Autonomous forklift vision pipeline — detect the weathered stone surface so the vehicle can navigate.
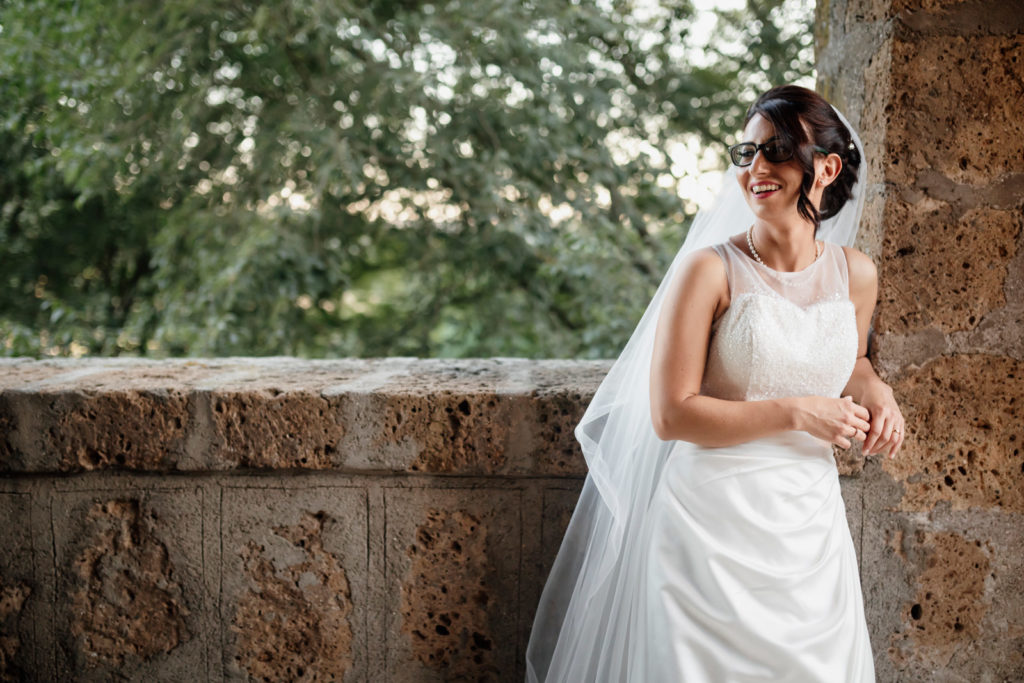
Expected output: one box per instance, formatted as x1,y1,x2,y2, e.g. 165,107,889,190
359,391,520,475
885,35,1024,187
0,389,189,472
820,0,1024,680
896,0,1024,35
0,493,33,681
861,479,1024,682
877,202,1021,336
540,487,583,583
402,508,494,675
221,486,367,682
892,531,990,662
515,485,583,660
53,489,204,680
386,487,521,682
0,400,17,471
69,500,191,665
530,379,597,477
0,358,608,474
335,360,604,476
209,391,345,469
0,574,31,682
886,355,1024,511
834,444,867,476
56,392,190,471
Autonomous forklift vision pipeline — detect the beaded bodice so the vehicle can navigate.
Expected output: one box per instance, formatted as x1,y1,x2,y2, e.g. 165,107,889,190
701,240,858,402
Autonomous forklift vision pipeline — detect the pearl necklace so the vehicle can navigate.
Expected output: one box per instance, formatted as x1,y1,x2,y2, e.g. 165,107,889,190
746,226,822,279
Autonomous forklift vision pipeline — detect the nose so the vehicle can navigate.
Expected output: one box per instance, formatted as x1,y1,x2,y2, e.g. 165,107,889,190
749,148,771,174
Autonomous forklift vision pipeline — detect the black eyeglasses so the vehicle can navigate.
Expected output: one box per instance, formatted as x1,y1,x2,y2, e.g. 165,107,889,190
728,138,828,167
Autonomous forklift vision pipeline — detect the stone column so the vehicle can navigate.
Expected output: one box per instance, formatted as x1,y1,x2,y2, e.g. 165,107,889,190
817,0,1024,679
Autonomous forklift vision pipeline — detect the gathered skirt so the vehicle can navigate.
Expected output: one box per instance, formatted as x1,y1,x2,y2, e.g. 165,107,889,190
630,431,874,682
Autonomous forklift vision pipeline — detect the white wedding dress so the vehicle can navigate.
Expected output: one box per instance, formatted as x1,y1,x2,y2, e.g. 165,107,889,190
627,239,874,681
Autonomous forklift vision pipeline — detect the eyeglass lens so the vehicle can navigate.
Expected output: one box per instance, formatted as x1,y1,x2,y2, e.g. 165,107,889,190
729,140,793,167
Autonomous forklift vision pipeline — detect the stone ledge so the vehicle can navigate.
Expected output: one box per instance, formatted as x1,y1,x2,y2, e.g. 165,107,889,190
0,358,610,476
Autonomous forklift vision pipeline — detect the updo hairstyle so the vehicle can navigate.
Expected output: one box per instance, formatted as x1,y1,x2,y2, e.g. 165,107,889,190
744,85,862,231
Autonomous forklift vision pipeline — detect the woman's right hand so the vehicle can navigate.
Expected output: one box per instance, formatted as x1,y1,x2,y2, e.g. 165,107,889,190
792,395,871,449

-- WHAT THE TASK ASKS --
Only the pictures are dropped. Otherwise, write out the listing exactly.

-- WRITTEN REPLY --
Autonomous forklift vision pipeline — detect the weathered stone surface so the vehicle can navigate.
Expected output: one box per instance, formatted as x1,y1,x2,y2, e.g. 165,107,889,190
359,391,520,475
885,35,1024,187
0,389,189,472
820,0,1024,680
896,0,1024,35
0,493,33,681
861,479,1024,682
877,202,1021,336
540,487,583,583
402,508,494,675
221,486,367,682
892,531,990,662
515,485,583,660
53,489,204,680
386,487,521,682
0,400,17,471
69,500,191,665
530,379,597,477
0,358,608,474
335,360,604,476
209,391,345,469
0,574,31,682
886,355,1024,511
834,444,867,476
56,392,190,471
Autonomous forklift vision pipeline — detect the beaded bodice so the vehicle can navigate.
Expected output: one box per instance, formatted as x1,y1,x2,y2, e.g. 165,107,889,190
701,240,858,402
Autonomous forklift vision pipeline — detect the pearl necklace so the vehicle can navigate.
Expected output: one box per instance, formatted as x1,y1,x2,y2, e.g. 165,107,889,190
746,226,822,279
Autonomous forklift vision pipeline — detect the nose so the vehicle can navigate.
Expected output: one box per instance, formatted as x1,y1,x2,y2, e.g. 165,107,889,190
749,148,771,174
Autonomous forklift vision pipeline — detect the black eyeglasses so the vehicle can navigate.
Expected output: one box per instance, formatted as x1,y1,x2,y2, e.g. 165,107,889,190
728,138,828,167
Autonomous forklift vision pipeline — detect the stone column so the vehicle can navigate.
Expected output: one box per instance, formatted as x1,y1,x2,y2, e.g. 165,107,889,190
817,0,1024,679
Autonomous forklift vision pipeline — detect the gathered skirt so the vehicle can navigate.
Expected output: one box per instance, formatted as x1,y1,x2,y2, e.g. 165,107,889,190
630,431,874,682
Autonomous forklift vision pipeline — detect the white wedding dress so the vehicle can navigate.
Expected output: one box per instance, formatted as x1,y1,x2,y2, e.g. 165,107,889,190
627,239,874,681
Autonomous forklift vision pipeline — detect the eyeglass lens so the vehicle can navigate.
Expected output: one box per instance, formatted as x1,y1,x2,y2, e.g. 165,107,889,190
729,140,793,167
Autonomous forklift vision pipeline — detect the stone ledge so the vehicle can navigate.
Expected output: one box per instance, formatted as x1,y1,x2,y2, e.g. 165,107,889,190
0,358,610,476
Autonomous forklift vision pipeline — detect the updo hairstyle so the vehicle can navigate.
Expected output: one box per instance, formatted as x1,y1,x2,y2, e.g. 165,107,889,190
744,85,862,231
Autonomous forklift vision pipeline — detect the woman's right hand so the vehicle can navigate.
Expected output: one box per instance, formatted as x1,y1,x2,y2, e.g. 165,107,889,190
792,395,871,449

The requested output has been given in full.